EXCERPT PROVIDED:
By 2020, Russia’s conveyor-belt ‘trials’ on fabricated terrorism charges had been recognized internationally as a weapon, in particular, against journalists and activists from the vital Crimean Solidarity human rights movement.  Although there were other cases where men with grave health issues were illegally imprisoned, Russia seemed to have hit a new on 7 July 2020 with its arrest of blind and disabled Oleksandr Sizikov (and six other Crimean Muslims).  All of the arrests and ‘terrorism’ charges were based solely on unproven allegations of ‘involvement’ in Hizb ut-Tahrir, a peaceful, if controversial, transnational Muslim organization which is legal in Ukraine.  Russia is using a secretive and unexplained supreme court ruling from 2003 which declared Hizb ut-Tahrir ‘terrorist’ as excuse for sentencing Crimean Tatar and other Ukrainian Muslims to up to 20 years’ imprisonment.

Зліва направо: Алім Суф’янов, Олександр Сізіков і Сейран Хайредінов. Фото оприлюднене “Кримською солідарністю”. From left Alim Sufianov, Oleksandr Sizikov and Seiran Khairedinov Photos Crimean Solidarity

From left Alim Sufianov, Oleksandr Sizikov and Seiran Khairedinov Photos Crimean Solidarity

Oleksandr Sizikov (b. 1984) was arrested with two Crimean Tatars Seiran Khairedinov (b. 1986) and Alim Sufianov (b. 1980).  Despite his disability, Sizikov had held several single-person pickets, protesting against the mounting repression in occupied Crimea, especially that against Crimean Muslims.  Khairedinov and Sufianov had also actively supported political prisoners and their families.  The two younger men have been imprisoned since 7 July 2020.  Sufianov, who was 30 when arrested, had only recently married.  Khairedinov, who is four years older, has three children: Emil; Elvina and Yasmina, who was only a year old when her father was arrested.

Saved entries:
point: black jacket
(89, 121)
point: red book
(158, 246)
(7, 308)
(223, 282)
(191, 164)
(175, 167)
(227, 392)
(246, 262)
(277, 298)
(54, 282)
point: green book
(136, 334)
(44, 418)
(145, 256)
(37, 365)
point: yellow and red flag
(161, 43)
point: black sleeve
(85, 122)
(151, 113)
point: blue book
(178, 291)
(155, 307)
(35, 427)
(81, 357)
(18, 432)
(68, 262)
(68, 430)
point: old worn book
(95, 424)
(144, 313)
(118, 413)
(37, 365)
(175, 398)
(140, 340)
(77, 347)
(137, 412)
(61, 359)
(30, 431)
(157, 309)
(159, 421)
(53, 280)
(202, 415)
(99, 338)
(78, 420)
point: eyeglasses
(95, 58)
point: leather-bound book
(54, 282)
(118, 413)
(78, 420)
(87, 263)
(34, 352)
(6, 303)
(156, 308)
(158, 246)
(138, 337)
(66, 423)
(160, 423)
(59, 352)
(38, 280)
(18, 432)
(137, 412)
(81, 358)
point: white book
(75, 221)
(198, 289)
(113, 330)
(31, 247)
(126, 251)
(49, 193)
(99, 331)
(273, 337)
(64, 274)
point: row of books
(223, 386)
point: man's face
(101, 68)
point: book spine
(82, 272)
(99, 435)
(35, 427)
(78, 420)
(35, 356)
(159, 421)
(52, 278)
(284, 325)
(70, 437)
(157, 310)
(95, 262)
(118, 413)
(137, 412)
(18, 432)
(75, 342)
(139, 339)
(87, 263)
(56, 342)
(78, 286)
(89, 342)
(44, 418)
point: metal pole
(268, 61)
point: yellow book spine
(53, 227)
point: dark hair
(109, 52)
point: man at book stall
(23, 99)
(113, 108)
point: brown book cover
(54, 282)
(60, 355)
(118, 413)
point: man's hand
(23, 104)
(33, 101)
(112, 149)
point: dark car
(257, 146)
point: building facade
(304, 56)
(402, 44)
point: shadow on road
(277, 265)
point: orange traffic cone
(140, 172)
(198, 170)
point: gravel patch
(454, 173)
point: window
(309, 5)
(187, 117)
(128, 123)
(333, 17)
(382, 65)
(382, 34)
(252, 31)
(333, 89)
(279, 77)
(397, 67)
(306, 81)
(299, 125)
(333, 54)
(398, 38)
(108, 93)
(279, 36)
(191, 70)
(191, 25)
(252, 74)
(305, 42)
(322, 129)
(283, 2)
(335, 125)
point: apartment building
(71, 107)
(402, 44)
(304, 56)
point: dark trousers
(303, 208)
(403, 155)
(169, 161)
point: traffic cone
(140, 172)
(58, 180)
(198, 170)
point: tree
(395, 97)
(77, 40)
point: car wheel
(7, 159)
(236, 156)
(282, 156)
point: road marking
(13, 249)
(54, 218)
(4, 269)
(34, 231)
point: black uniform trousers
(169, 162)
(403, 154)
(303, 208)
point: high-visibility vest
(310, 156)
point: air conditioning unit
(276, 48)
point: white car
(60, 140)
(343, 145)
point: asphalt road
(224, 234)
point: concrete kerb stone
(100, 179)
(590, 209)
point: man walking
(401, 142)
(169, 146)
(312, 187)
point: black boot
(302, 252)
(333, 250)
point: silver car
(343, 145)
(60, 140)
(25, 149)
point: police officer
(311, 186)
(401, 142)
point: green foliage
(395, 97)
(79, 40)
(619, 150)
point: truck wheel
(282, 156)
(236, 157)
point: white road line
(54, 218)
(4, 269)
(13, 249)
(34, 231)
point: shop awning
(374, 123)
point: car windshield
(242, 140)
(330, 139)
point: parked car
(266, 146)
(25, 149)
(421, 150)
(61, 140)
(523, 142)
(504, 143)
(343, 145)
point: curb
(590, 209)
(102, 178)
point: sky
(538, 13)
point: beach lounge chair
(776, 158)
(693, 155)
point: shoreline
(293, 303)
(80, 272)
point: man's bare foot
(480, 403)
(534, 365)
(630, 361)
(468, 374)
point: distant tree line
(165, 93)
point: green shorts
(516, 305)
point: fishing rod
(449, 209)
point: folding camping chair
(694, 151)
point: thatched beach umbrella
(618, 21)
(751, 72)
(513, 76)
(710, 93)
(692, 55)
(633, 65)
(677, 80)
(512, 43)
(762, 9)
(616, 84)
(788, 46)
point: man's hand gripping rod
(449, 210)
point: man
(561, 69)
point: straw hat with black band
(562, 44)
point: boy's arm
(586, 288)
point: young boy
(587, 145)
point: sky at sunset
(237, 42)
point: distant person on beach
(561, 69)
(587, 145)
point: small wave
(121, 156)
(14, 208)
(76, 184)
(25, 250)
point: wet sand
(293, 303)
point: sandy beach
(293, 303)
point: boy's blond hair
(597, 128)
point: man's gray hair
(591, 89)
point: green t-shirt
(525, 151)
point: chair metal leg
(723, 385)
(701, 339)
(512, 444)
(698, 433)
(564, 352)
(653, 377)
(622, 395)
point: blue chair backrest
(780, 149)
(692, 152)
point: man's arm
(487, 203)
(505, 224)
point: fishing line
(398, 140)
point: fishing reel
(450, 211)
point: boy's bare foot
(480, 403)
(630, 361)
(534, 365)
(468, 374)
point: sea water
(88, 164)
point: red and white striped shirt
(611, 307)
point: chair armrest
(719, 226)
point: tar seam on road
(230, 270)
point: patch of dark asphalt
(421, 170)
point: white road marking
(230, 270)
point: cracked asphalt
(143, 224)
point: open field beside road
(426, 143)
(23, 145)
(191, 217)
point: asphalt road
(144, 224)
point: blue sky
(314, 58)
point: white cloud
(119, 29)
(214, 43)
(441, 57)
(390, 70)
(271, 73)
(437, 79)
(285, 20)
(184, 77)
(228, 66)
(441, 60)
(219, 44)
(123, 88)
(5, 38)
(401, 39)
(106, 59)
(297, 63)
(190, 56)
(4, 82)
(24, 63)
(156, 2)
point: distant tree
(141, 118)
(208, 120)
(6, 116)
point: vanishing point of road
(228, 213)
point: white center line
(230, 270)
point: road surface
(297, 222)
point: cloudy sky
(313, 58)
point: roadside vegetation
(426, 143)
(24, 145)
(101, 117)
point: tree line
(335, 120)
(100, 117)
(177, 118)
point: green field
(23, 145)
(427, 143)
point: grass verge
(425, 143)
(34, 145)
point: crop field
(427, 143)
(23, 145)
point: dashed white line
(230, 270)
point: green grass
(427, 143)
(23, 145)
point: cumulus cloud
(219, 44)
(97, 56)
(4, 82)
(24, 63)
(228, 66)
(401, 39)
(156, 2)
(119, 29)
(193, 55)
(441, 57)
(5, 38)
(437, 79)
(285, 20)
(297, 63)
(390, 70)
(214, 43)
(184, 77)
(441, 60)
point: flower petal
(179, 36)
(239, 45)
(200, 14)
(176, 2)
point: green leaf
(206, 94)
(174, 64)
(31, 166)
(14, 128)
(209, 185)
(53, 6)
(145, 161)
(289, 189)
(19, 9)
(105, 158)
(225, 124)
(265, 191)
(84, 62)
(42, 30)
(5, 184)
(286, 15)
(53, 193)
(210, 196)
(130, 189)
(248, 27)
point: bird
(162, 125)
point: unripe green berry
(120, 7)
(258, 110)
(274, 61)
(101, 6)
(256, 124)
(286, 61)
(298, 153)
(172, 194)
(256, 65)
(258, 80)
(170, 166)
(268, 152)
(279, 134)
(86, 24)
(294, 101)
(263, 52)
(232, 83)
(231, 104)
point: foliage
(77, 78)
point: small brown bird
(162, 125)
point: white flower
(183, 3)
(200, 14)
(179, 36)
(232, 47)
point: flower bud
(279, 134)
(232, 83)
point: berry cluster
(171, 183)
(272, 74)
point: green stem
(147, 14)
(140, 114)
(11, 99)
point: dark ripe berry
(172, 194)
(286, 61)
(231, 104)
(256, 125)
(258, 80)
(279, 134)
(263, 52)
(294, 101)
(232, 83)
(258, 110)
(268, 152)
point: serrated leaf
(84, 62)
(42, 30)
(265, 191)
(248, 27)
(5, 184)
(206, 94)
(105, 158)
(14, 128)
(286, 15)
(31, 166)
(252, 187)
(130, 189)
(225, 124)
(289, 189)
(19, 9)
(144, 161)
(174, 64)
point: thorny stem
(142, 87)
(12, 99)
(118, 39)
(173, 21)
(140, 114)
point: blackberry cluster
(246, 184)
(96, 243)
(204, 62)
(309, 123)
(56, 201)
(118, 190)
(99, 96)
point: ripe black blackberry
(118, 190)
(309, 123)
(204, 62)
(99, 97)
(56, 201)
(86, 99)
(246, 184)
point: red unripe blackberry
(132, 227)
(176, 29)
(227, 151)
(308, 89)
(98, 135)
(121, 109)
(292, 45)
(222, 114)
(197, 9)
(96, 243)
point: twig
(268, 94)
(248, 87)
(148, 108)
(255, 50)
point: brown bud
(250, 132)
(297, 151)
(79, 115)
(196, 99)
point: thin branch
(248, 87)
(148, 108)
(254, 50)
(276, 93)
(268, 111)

LIST OF TASKS:
(1) Print the portion of the excerpt on the Crimean arrests between "Oleksandr Sizikov (b." and "father was arrested.", inclusive.
(2) Proceed with the account of the July 2020 arrests of Oleksandr Sizikov and the other Crimean Muslims, writing on from its final sentence.

OUTPUTS IN ORDER:
(1)
Oleksandr Sizikov (b. 1984) was arrested with two Crimean Tatars Seiran Khairedinov (b. 1986) and Alim Sufianov (b. 1980).  Despite his disability, Sizikov had held several single-person pickets, protesting against the mounting repression in occupied Crimea, especially that against Crimean Muslims.  Khairedinov and Sufianov had also actively supported political prisoners and their families.  The two younger men have been imprisoned since 7 July 2020.  Sufianov, who was 30 when arrested, had only recently married.  Khairedinov, who is four years older, has three children: Emil; Elvina and Yasmina, who was only a year old when her father was arrested.

(2)
This case, even by Russian standards, seemed breathtakingly lawless, as the FSB designated Sizikov as ‘organizer’ of a supposed ‘Hizb ut-Tahrir group’, under Article 205.5 § 1 of Russia’s criminal code) with this carrying an effectively guaranteed sentence of 17-20 years’ maximum-security imprisonment.  Khairedinov and Sufianov were accused of the less serious ‘involvement’ in the alleged group, under Article 205.5 § 2.  In occupied Crimea, Russia now standardly also brings a further preposterous charge, under Article 278, of ‘planning to violently seize power’. In one trial, the prosecution tried to justify this truly surreal charge by claiming that the men had been planning a state coup via ‘“the total Islamization of the population”.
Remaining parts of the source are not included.